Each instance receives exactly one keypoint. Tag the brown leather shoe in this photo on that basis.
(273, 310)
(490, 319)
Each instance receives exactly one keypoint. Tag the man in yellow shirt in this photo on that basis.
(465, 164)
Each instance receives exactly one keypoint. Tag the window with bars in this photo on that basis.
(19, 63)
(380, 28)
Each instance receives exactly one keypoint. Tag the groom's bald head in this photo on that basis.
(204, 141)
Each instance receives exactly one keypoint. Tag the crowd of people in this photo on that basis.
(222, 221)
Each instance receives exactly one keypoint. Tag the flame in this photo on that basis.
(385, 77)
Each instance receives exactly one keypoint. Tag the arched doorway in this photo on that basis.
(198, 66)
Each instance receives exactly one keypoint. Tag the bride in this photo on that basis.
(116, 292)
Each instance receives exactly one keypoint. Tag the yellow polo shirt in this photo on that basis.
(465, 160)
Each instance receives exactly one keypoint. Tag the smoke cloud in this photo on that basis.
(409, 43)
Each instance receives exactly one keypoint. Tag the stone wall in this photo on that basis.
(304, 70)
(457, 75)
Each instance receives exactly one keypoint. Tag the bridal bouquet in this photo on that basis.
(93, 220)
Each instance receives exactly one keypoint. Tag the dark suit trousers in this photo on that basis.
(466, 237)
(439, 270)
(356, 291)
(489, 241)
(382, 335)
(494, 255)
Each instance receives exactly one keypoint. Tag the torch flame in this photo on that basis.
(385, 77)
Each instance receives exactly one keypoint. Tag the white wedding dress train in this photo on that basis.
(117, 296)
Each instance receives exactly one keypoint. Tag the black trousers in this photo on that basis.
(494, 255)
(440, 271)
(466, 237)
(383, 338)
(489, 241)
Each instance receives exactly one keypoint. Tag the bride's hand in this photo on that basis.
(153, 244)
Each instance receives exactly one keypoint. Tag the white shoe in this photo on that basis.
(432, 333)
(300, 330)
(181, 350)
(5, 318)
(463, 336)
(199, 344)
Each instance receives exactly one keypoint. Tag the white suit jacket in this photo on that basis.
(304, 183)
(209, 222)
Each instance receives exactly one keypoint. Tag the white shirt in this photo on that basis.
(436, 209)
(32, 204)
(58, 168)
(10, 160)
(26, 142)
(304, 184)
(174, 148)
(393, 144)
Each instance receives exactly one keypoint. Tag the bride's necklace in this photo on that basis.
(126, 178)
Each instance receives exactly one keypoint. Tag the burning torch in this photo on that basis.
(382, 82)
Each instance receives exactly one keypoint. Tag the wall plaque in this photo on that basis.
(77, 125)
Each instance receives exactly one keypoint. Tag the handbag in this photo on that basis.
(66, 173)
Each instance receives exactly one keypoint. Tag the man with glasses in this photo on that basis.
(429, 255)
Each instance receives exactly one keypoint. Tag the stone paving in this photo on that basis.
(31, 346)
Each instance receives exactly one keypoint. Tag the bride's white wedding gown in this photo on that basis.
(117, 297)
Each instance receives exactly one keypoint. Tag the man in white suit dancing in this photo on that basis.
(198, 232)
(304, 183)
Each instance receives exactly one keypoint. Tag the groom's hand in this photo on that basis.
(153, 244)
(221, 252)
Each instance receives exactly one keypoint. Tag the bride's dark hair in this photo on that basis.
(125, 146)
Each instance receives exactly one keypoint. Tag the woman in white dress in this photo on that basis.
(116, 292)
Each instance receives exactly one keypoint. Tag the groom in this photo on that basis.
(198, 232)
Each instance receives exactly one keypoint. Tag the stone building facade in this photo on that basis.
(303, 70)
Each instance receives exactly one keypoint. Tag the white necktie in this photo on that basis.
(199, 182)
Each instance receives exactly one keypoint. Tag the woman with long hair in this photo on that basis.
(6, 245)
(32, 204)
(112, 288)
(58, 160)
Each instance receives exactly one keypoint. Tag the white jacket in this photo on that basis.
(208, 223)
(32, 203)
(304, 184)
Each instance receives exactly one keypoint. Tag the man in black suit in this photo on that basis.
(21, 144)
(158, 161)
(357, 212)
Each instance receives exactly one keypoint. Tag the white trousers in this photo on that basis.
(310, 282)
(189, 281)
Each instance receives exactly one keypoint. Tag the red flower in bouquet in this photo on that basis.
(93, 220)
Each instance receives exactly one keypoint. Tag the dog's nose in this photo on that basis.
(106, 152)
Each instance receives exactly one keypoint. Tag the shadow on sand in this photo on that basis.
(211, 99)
☆ ☆ ☆ ☆ ☆ ☆ ☆
What is asked » Update the records above by replacing "keypoint" with "marker" wherever it appears. Leave every other part of each line unchanged.

Written answer »
Each instance receives exactly one marker. Tag the brown leather shoe in this photo on that basis.
(273, 310)
(490, 319)
Each instance receives exactly one marker. Tag the man in yellow shirt in this photo on that basis.
(465, 164)
Each instance receives exactly one marker. Tag the window with bars in this photo on that basis.
(19, 63)
(380, 28)
Each instance receives exactly one marker. Tag the groom's bald head in this photo on that basis.
(204, 141)
Each instance receives exactly one marker. Tag the crowd of people in this photo on that basis.
(222, 221)
Each instance receives exactly one marker. Tag the flame in this photo on that basis.
(385, 77)
Each instance receives exactly one marker. Tag the arched doorway in this photo on that basis.
(198, 66)
Each instance receives exactly one marker. Tag the bride in this photo on that basis.
(116, 292)
Each instance receives exactly one marker. Tag the yellow polo shirt in this photo on that basis.
(465, 160)
Each instance receives exactly one marker. Tag the smoke cloud in this photo on that basis.
(409, 43)
Each instance receives exactly one marker. Tag the stone wall in this photo on that basis.
(304, 70)
(457, 75)
Each instance receives exactly one marker. Tag the bridal bouquet in this photo on that basis.
(93, 220)
Each instance receives exactly one marker. Tag the dark suit trousers in this photo on that basis.
(466, 237)
(439, 270)
(356, 291)
(489, 241)
(382, 335)
(494, 255)
Each instance receives exactly one marker. Tag the torch flame in this photo on that basis.
(385, 77)
Each instance receives exactly one marker. Tag the white wedding dress train in this photo on that basis.
(117, 296)
Each instance receives exactly one marker. Tag the black trousers in this photo on that basis.
(494, 255)
(440, 271)
(466, 237)
(383, 338)
(489, 241)
Each instance receives exactly one marker. Tag the bride's hand in this photo on that basis.
(153, 244)
Each instance receives exactly one marker. Tag the white shoe in this photo on that basis.
(432, 333)
(300, 330)
(181, 350)
(5, 318)
(463, 336)
(199, 344)
Each instance receives exactly one marker. Tag the white suit jacket in this photo on that basis.
(304, 183)
(209, 222)
Each instance receives exactly one marker. Tag the white shirt in this photo on that basis.
(436, 209)
(32, 204)
(58, 168)
(10, 160)
(26, 142)
(304, 184)
(174, 148)
(393, 144)
Each instance receives exactly one marker. Tag the bride's necklace in this photo on that basis.
(126, 178)
Each instance receives exactly one marker. Tag the burning torch in this photo on that basis.
(382, 82)
Each instance receives exactly one marker. Tag the wall plaque in this photo on that basis.
(77, 125)
Each instance receives exactly one marker. Tag the handbag in this photo on that basis.
(66, 173)
Each instance receives exactly one marker. Tag the man with glasses in this photo on that basis.
(429, 255)
Each instance receives exactly one marker. Tag the stone paving in this photo on that basis.
(31, 346)
Each instance receives exactly one marker. Tag the bride's white wedding gown in this photo on that basis.
(117, 297)
Each instance receives exactly one marker. Tag the man in white suit dancing in this photo on that basis.
(198, 232)
(304, 183)
Each instance receives exactly one marker. Tag the groom's hand in this photo on that basis.
(153, 244)
(221, 252)
Each instance receives exactly one marker. Tag the bride's dark hair in this photo on that basis.
(125, 146)
Each instance receives exactly one marker. Tag the woman in white dress in this photo on that basis.
(116, 292)
Each instance receives exactly one marker. Tag the groom in this photo on that basis.
(198, 232)
Each instance receives exactly one marker. Tag the stone building facade in this photo on that basis.
(303, 70)
Each instance receives exactly one marker. Tag the white necktie in this photo on that basis.
(199, 182)
Each instance receives exactly one marker. Tag the woman with long hair in this photo on that basis.
(6, 245)
(32, 204)
(112, 288)
(58, 160)
Each instance receives exactly one marker. Tag the white jacket in this photo on that basis.
(208, 223)
(32, 203)
(304, 184)
Each instance receives exactly one marker. Tag the man in black suit in this photo on that basis.
(21, 144)
(158, 161)
(357, 212)
Each instance receives exactly one marker. Tag the white trousers in this photo on that basis.
(310, 282)
(189, 281)
Each instance receives exactly one marker. Tag the red flower in bouquet in this photo on that basis.
(93, 220)
Each instance receives exactly one marker. Tag the dog's nose in this photo on that basis.
(106, 152)
Each instance receives exactly one marker. Tag the shadow on sand in this photo on that basis.
(211, 99)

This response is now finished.